- **DOCUMENT EXTRACT**
# flame guard



## cda (Dec 28, 2010)

anyone seen this product used or tested it???

:::

http://www.hytechsales.com/flameguard.html


----------



## Kearney.200 (Dec 28, 2010)

not that but have use "no burn" around here it as an es number.

call or e-mail them and ask if they have an es or ul number


----------



## Kearney.200 (Dec 28, 2010)

we have used "no burn" around here "no burn" has a es and ul number

call them or e-mail them and ask for a es or ul number


----------



## Kearney.200 (Dec 28, 2010)

we have used "no burn" around here "no burn" has a es and ul number

call them or e-mail them and ask for a es or ul number


----------



## mark handler (Dec 28, 2010)

Hy-Tech and  Flame Guard-Flame Spread Paint Additive do not have a current  ICC Evaluation Reports

http://www.icc-es.org/reports/index.cfm?search=yes&no_result=yes&CFID=782767&CFTOKEN=90712492

No Burn Inc. and Northeast Fireshield, Inc  do.


----------



## High Desert (Dec 28, 2010)

You don't need an ES report to approve a material. If it meets the ASTM test is what matters.


----------



## mark handler (Dec 28, 2010)

High Desert said:
			
		

> You don't need an ES report to approve a material. If it meets the ASTM test is what matters.


Correct, it is a tool to assist in making a decision to approve the use.


----------



## TJacobs (Dec 28, 2010)

I would want to see the listing of the product with a testing lab to verify what test it passed.  Could not determine from web site.


----------



## Jobsaver (Dec 28, 2010)

"PLEASE NOTE: As mentioned above, and repeatedly, the Flame Guard can NOT be mixed into any type of product other than low grade Interior Flat Latex Paint.

There is no need to call or email with questions such as:

"But can I mix it into oil paint?"

"Can I use it with a satin finish?"

"What about in deck stain?"

The answer to these...and all other questions is.....NO!"

A lot of attitude on the company webpage. I think I'll call them tomorrow and ask if the product can be used in satin finish oil-base deck stain.


----------



## High Desert (Dec 28, 2010)

At least they're up front about it. I've seen too many products with recommendations instead of a yes or no.


----------



## FyrBldgGuy (Dec 29, 2010)

I wonder if it can be used with Nitro Cellulose Laquer?

A spontaneous combustible finish material with a flame retardent additive, sounds like a good product.


----------

- **STATED TASK A**
Extract each line of the entries that contains the word "ring".
The flame guard thread and the entries come from unrelated sources.

- **DATA FOR THIS EXERCISE**
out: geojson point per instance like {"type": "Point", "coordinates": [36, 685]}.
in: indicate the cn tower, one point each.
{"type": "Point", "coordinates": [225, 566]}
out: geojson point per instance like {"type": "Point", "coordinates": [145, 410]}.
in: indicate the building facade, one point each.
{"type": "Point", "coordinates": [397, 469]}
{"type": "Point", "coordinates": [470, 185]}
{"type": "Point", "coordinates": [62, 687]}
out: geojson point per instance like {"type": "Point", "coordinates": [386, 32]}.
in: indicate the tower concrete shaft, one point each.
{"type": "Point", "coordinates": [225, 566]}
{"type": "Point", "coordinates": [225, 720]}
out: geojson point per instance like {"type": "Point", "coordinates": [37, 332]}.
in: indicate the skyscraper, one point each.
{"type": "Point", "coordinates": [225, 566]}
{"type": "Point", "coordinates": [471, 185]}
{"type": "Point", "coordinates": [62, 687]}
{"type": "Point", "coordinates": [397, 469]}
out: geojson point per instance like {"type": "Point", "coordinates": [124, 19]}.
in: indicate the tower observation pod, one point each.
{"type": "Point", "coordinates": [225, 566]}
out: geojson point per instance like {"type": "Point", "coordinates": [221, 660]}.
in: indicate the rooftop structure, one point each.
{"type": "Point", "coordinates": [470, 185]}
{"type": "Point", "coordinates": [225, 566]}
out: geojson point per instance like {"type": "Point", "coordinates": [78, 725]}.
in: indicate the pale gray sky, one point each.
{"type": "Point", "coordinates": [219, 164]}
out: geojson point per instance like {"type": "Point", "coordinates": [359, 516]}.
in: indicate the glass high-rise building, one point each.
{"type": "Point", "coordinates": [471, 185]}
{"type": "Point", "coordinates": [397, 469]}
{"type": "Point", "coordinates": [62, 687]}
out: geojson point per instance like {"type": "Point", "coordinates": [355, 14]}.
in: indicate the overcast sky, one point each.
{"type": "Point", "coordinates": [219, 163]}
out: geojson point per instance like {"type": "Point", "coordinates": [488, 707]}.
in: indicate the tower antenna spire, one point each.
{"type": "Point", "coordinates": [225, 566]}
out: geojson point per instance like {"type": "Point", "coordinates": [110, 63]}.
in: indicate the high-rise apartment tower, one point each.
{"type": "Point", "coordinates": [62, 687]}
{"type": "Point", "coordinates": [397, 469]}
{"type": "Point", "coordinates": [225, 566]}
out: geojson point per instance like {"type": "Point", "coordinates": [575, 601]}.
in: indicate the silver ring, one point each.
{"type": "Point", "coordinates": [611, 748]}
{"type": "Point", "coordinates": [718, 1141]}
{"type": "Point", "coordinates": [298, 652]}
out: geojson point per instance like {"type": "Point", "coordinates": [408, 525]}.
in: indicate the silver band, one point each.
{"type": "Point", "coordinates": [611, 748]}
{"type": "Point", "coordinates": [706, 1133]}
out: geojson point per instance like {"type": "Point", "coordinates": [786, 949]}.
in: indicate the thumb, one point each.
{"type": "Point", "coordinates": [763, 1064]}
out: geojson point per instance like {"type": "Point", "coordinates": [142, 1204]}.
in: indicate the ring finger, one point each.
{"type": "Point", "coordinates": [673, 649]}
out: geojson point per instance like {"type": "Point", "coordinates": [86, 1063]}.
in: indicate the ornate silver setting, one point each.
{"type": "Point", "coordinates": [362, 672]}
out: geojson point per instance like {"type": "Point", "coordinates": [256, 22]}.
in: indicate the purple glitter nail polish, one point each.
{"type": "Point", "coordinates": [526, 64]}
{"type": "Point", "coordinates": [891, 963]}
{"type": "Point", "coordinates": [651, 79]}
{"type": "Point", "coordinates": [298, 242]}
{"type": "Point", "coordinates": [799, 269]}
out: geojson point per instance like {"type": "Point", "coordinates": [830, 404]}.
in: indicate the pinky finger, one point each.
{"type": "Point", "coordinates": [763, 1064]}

- **STATED TASK B**
List each distinct username that posts in the flame guard thread, in the order each first appears.

- **WORKED SOLUTION A**
in: indicate the silver ring, one point each.
in: indicate the ring finger, one point each.

- **WORKED SOLUTION B**
cda
Kearney.200
mark handler
High Desert
TJacobs
Jobsaver
FyrBldgGuy